- _Compiti proposti_:
• a. Conti le righe dei record in cui compare la parola "sand" e indichi soltanto il numero.
• b. Prosegua il testo sul computer SOL-20 a partire dall'ultima frase riportata.

- _Estratto del testo_:
In un mondo in cui ammesso che un imprenditore avesse mai deciso di usare un Apple I avrebbe dovuto esibire in ufficio un affare autocostruito, il SOL-20 arrivava in un’elegantissima carrozzeria di metallo smaltato e legno.
Certo, potevi comprare un kit anche in questo caso, e il manuale (oltre trecento pagine!) in ogni caso comprendeva non solo lo schema tecnico del computer, ma anche una lista di tutte le componenti anche discrete (ogni singolo condensatore, connettore e integrato) usati e gli strumenti consigliati per assemblarlo e ripararlo.
Ma in questo caso non avresti avuto un case già pronto in legno di noce e metallo smaltato in pieno stile “americana”, peraltro con una qualità di legno che, secondo il fortunato possessore di uno degli ultimi esemplari funzionanti del SOL-20 non è più usata da decenni per un mero “prodotto commerciale”.
SOL-20 deve molto nelle sue origini ai suoi creatori, Processor Technology Corporation, già pionieri nei terminali.
Come l’Apple II (che ne fu ispirato), SOL-20 puntava all’integrazione totale. Aveva un suo chip video, che “sputava fuori” video in bianco e nero mediante composito su connettore UHF (che con un semplice adattatore poteva diventare BNC o RCA, ed essere usato su tutti i monitor delll’epoca), un processore da 2Mhz e condivideva molte componenti col fratello minore SOL-10, un terminale per l’uso coi microcomputer “più convenzionali”.
Quello che rendeva il SOL-20 speciale erano caratteristiche che sarebbero apparse solo nella generazione degli Home Computer.
Inoltre sia il tallone di Achille che una curiosità del SOL-20 coincidono nella sua tastiera. Usata anche in altri computer dell’epoca, era una tastiera capacitiva, come il monitor dei moderni cellulari, i cui tasti premevano delle “spugnette” smaltate con un pezzo di foglia di materiale conduttivo su dei contatti.
Standard “modernissimo” ma abbandonato per i “meno moderni ma più attuali” contatti in grafite su bolle e switch meccanici perché col tempo le spugnette si degradavano polverizzandosi sulla tastiera.
Per i moderni restauratori è possibile comprare nuove spugnette da una ditta in Texas, TexElec, oppure cannibalizzare una delle ultime tastiere ad usare contatti del genere, le Sun.
Il SOL-20 arrivava già pronto ma con quattro slot S-100, usati nei microcomputer precedenti (vedi Altair) come bus di espansione. Al pari di un PC moderno, potevi inserire nuovi controller per periferiche come lettori a nastro, schede di memoria e schede video aggiuntive.
La memoria RAM poteva essere espansa da 8K a 64K: una quantità astronomica, contando che nel 1982 uno dei punti di vendita del Commodore 64 era proprio l’avere, stock, più RAM di quanta ogni altro possessore di Home Computer avrebbe mai avuto senza dover provvedere “in proprio”.
La cosa particolare è ineguagliata in molti altri Home Computer anche successivi era però un piccolo slot proprietario per le cosiddette “Personality Card”.
Oggetti dalla dimensione di una SSD M2 e, sia pur funzionalmente diversi e più affini alle cartucce delle console da gioco, dalla stessa funzione.

Annotazioni dei contorni degli oggetti:
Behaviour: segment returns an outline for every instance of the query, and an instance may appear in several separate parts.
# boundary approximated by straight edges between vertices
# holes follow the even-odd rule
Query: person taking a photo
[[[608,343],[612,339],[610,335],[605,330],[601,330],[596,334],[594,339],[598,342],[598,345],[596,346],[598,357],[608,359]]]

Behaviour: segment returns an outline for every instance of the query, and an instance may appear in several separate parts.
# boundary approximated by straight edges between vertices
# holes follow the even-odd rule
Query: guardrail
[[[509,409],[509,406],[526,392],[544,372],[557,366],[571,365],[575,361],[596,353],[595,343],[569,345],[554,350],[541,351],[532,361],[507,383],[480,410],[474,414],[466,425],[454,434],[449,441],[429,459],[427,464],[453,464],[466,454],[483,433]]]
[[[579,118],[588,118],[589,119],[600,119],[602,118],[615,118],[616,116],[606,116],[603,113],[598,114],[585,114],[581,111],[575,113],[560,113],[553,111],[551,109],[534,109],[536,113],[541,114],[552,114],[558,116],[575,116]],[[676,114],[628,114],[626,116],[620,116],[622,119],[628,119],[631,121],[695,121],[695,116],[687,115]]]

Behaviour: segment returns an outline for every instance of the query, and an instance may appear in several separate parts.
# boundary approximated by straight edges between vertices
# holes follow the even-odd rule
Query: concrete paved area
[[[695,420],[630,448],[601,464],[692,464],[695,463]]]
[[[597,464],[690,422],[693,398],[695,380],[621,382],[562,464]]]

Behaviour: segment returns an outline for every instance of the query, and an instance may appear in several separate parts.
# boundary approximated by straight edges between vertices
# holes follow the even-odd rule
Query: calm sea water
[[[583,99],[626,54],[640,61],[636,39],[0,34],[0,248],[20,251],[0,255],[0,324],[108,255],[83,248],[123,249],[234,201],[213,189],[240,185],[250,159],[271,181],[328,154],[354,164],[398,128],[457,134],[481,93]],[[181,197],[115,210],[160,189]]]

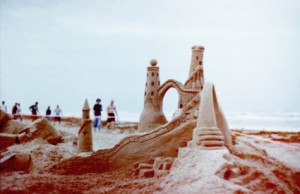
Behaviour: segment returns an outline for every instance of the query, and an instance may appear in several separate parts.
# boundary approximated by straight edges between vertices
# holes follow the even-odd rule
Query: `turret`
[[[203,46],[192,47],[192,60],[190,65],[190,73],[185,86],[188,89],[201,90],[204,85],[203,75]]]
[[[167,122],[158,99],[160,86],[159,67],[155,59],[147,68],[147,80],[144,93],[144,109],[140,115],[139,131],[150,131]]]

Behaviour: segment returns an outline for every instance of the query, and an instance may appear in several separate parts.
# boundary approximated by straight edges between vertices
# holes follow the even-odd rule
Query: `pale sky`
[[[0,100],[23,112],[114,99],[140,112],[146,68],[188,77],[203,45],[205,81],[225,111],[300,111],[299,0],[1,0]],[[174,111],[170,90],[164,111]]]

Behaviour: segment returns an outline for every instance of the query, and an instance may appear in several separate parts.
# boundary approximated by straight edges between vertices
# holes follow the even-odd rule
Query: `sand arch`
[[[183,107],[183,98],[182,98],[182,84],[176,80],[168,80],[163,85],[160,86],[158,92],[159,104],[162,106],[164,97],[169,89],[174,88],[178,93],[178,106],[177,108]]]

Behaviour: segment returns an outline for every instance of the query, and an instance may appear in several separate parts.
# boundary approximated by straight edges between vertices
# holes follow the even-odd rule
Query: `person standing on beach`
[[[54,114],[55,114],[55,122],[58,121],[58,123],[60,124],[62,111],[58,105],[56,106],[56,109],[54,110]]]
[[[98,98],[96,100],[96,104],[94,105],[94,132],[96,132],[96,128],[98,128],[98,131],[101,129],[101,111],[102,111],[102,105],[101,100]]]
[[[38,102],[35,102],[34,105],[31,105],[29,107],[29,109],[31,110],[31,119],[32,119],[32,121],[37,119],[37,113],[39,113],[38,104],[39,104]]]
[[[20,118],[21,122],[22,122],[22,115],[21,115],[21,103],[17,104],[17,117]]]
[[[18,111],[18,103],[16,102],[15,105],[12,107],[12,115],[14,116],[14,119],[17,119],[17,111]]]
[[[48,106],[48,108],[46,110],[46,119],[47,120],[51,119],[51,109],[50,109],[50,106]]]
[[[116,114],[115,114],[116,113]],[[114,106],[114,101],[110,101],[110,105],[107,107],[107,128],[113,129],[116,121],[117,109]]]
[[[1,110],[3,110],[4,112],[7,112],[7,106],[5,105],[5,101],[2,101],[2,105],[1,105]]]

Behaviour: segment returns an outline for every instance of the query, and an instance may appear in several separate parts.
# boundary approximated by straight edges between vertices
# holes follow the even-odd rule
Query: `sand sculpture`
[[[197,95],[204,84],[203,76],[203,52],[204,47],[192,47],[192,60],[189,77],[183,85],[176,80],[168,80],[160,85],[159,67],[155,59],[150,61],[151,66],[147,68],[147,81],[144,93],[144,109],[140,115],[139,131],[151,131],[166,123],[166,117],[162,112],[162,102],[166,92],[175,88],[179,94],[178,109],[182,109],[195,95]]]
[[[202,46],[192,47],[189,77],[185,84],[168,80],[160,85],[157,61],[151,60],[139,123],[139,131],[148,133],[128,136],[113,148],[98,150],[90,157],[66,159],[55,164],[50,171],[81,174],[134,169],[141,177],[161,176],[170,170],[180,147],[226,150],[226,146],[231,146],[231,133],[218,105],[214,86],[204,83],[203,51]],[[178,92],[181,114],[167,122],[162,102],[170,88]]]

- _Elenco risposte_:
• a. 2

• b.
Cambiando la “Card della Personalità” si poteva cambiare la “personalità” del SOL-20, ovvero dotarlo di un diverso sistema operativo (in diversi microcomputer installato in ROM) e ottenere un primitivo boot multiplo.
I moduli previsti erano descritti nel manuale come CONSOL, CUTER, SOLOS, SOLED e BOOLOAD.
SOLOS era il modello base, descritto nel manuale col sobrio “consente la piena ed autonoma operatività di computer e terminale”, con una interfaccia di base e la possibilità di caricare programmi e gestire le varie funzioni di input/output (come impostare SOL-20 per ricevere ordini da un terminale o dare ordini ad un altro compute).
CUTER era una variante senza il terminale, ma con maggiore compatibilità con alcuni programmi. CONSOL una versione economica di SOLOS e CUTER col pieno terminale e un insieme di comandi limitati, BOOTLOAD una variante di SOLOS che sostituiva il terminale coi comandi necessari per operare la costosa unità a doppio disco opzionale e SOLED dedicato all’uso come terminale intelligente con controllo di unità a cassette/nastro.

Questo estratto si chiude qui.